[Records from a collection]
::::
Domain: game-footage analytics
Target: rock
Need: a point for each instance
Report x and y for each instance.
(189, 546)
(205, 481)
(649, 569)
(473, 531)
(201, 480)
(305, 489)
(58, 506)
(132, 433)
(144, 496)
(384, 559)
::::
*Problem statement:* Set down the lines above again, exactly as they are, leaving nothing out.

*Output of the exercise:*
Domain: game-footage analytics
Target: rock
Need: a point for each instance
Report x and y for each instance.
(189, 546)
(205, 481)
(649, 569)
(473, 531)
(201, 480)
(305, 489)
(58, 506)
(132, 433)
(144, 496)
(384, 559)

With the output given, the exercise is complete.